# Exercise task:
Return, without any change, the part of the entries below that opens with the line containing "of the metal" and closes with the line containing "pixel 305 252", including both of those lines.

==========

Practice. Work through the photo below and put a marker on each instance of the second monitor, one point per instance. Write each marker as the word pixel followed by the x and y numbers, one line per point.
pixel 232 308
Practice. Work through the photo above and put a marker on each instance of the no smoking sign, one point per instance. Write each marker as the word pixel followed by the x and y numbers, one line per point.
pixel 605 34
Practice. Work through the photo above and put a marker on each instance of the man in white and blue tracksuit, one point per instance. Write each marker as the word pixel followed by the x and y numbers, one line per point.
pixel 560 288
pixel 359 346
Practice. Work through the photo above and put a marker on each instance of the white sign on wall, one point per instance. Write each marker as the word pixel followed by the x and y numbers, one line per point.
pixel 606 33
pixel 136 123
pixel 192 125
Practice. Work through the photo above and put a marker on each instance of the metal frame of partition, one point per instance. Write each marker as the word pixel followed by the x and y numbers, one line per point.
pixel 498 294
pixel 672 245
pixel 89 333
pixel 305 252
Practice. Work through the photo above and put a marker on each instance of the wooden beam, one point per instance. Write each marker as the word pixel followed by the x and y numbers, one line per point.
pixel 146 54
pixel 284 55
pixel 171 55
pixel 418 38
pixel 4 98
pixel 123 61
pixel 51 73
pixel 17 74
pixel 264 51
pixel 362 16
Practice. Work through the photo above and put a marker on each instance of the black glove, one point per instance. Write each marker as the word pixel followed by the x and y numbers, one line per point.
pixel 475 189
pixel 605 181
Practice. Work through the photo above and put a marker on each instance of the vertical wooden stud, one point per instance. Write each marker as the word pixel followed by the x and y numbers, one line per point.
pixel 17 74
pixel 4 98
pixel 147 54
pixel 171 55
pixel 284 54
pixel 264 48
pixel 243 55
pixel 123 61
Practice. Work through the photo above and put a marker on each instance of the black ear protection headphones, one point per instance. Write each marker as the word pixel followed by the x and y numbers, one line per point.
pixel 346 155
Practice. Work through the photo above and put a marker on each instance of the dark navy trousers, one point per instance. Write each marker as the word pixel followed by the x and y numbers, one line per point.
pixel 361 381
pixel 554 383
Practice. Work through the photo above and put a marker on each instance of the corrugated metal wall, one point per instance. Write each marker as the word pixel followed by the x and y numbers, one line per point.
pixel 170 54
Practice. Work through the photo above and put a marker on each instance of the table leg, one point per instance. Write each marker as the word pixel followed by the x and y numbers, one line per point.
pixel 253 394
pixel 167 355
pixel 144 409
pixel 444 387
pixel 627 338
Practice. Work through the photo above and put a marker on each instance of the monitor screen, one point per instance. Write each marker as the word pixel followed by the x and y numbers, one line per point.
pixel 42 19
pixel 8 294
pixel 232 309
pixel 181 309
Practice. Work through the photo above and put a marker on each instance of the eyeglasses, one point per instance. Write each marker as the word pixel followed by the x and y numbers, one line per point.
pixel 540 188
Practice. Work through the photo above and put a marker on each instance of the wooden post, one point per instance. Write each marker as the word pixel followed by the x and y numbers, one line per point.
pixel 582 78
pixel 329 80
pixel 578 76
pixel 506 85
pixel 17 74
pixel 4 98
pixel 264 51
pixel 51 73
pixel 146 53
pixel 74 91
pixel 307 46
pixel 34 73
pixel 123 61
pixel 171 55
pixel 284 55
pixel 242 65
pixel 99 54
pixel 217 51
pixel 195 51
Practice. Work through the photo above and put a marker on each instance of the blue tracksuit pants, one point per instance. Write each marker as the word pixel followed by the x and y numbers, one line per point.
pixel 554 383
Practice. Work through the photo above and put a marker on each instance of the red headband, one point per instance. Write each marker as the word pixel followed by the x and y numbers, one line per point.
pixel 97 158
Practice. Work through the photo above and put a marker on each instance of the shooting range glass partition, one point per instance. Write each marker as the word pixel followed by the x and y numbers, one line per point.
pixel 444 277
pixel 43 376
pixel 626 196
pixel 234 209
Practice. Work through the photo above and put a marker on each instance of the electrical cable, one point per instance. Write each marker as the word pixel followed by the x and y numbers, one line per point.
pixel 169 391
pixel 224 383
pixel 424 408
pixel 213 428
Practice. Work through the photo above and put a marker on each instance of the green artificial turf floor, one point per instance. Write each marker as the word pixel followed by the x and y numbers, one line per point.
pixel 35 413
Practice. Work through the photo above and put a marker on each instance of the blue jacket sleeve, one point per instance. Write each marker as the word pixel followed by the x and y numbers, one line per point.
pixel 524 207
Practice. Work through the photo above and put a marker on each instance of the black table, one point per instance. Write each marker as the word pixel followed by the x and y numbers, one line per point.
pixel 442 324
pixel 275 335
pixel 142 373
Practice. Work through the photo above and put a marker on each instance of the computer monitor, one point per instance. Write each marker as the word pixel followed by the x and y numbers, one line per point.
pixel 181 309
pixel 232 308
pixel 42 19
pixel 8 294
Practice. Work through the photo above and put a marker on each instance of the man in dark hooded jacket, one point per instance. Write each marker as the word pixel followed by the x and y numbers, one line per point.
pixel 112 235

==========

# The reply:
Practice. Work through the photo above and put a marker on each instance of the metal frame of partition, one point per instance. Write each marker as the word pixel followed by the x and y numbers, one line per point.
pixel 498 294
pixel 672 245
pixel 89 333
pixel 305 252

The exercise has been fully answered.